TRY IT:
Take the entries that follow and write them out again, word for word.

MATERIAL FOR THIS EXERCISE:
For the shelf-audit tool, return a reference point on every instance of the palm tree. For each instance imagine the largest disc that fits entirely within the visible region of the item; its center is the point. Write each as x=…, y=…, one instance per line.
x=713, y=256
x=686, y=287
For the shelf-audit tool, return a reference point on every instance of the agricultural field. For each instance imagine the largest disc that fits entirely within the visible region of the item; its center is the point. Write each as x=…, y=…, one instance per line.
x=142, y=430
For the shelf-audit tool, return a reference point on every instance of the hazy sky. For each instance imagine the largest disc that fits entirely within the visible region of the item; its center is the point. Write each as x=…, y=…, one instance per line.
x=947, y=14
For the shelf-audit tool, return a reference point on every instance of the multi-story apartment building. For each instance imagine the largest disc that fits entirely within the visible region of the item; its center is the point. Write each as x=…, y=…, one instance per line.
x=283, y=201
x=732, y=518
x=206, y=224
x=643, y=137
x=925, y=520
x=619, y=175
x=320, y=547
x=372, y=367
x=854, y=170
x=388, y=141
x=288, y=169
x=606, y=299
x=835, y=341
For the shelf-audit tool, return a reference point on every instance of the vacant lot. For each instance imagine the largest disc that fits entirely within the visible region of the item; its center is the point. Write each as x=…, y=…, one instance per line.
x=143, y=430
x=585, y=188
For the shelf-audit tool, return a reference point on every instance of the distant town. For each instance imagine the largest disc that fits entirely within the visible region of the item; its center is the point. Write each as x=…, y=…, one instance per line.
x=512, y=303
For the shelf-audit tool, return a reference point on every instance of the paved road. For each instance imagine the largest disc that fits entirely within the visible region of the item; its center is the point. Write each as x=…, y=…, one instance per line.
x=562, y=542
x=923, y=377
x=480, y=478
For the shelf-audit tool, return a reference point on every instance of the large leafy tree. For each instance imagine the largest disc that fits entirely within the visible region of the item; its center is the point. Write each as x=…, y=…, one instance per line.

EXERCISE OUTPUT:
For the shelf-audit tool, return a reference point on every instance of the palm tree. For each instance imagine the largest disc that fits entirely within the visible region of the item; its center is the point. Write each as x=…, y=…, one instance per line.
x=713, y=256
x=686, y=287
For the shelf-audit tool, return a reference point on every instance of the agricultural field. For each instance imagine the largest disc that fits entirely within the visible region of the item; its center is the point. Write each as x=…, y=…, one instance per line.
x=142, y=430
For the shelf-audit tool, return a reference point on every instance of the hazy sky. For each instance imagine the largest disc that fits entirely within the visible region of the item; its center is the point. Write each as x=…, y=…, one instance per line.
x=947, y=14
For the shelf-audit tool, return a reference point on every instance of the multi-story apartment building. For each instance imagine the largest disc that fits entirely within the visible region of the item; its center is the point. Write each as x=…, y=…, one instance per line.
x=283, y=201
x=732, y=518
x=206, y=224
x=643, y=137
x=925, y=520
x=619, y=175
x=320, y=547
x=372, y=367
x=854, y=170
x=388, y=141
x=288, y=169
x=606, y=299
x=835, y=341
For the shelf-audit tool, return a reference point on every instance of the vacant lot. For each instance imagine the largest disc that fits entirely within the visible region of the item; its center is the point. Write each as x=…, y=…, one instance per line.
x=143, y=430
x=585, y=188
For the shelf-audit tool, return a reference point on every instance of the distant town. For each instance imagine the largest disc that fits entirely within the visible region of the item; its center is the point. Write each as x=…, y=…, one instance per line.
x=512, y=303
For the shelf-audit tool, return a reference point on every instance of the paved road. For each instance imagine the largest disc that fits entirely within the visible region of the item; its center is the point. Write each as x=…, y=…, one instance per line.
x=562, y=542
x=923, y=377
x=480, y=478
For the shelf-audit tool, return a reference point on every instance of the large leafy tree. For each instance imagine the largest disc that fits entirely within the visible region of the item; its center is the point. Write each as x=…, y=…, one instance per line.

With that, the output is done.